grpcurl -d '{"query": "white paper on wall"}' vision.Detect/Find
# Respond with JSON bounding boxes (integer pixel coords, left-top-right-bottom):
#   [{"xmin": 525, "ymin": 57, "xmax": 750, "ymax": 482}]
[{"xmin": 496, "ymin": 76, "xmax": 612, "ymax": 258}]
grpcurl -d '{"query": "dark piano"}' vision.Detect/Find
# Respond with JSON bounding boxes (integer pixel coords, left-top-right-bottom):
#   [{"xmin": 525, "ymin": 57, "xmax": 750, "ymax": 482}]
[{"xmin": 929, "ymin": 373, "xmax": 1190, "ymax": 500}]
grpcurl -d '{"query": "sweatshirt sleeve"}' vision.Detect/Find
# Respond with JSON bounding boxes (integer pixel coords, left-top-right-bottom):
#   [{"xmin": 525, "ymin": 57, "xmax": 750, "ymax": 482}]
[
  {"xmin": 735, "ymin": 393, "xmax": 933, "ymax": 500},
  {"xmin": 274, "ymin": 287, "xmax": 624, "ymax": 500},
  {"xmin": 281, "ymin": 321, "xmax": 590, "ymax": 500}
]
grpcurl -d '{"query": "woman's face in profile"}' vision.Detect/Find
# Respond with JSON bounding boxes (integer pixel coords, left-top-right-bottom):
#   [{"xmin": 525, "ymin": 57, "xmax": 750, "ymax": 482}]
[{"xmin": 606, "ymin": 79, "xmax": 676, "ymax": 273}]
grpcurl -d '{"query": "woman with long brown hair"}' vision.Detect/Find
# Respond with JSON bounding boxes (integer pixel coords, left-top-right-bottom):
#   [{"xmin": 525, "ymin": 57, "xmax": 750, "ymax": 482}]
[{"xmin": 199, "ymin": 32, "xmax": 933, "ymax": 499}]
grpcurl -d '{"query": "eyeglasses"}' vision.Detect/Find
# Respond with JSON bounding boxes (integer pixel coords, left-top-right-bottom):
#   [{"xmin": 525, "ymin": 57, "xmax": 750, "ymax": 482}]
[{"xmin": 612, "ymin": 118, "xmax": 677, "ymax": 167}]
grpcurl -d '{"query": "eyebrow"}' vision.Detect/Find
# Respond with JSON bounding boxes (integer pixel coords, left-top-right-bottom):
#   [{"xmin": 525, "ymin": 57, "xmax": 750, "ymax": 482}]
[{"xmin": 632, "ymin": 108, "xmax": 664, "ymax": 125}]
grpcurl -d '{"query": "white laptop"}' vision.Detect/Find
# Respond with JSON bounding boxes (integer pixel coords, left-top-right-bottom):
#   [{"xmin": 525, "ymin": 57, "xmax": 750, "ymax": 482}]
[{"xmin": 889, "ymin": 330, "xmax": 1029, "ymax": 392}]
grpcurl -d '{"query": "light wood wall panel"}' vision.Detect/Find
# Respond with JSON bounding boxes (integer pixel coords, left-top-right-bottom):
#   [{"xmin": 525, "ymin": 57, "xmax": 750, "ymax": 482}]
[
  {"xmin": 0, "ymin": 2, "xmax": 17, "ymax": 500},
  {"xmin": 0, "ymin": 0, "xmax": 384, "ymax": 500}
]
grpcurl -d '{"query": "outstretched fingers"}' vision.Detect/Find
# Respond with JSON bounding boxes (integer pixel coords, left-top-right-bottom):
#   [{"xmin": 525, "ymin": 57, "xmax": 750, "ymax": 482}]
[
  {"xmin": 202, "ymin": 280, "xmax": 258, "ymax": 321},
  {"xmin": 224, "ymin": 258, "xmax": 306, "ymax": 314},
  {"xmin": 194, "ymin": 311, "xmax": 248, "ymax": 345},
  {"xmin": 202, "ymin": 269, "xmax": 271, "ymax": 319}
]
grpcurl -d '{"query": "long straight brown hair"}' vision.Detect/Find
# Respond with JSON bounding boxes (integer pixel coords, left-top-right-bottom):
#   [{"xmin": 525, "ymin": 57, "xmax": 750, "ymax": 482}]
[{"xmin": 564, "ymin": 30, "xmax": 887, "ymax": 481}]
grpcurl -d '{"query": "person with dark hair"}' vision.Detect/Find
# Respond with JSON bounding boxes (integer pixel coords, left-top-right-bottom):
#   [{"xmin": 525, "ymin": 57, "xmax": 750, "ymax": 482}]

==================================================

Written task: Which lines of the records above contain the word "woman"? Select each of those lines and copy it out, treating case as significant.

Solution:
grpcurl -d '{"query": "woman's face in profile"}' vision.Detect/Find
grpcurl -d '{"query": "woman with long brown hair"}' vision.Detect/Find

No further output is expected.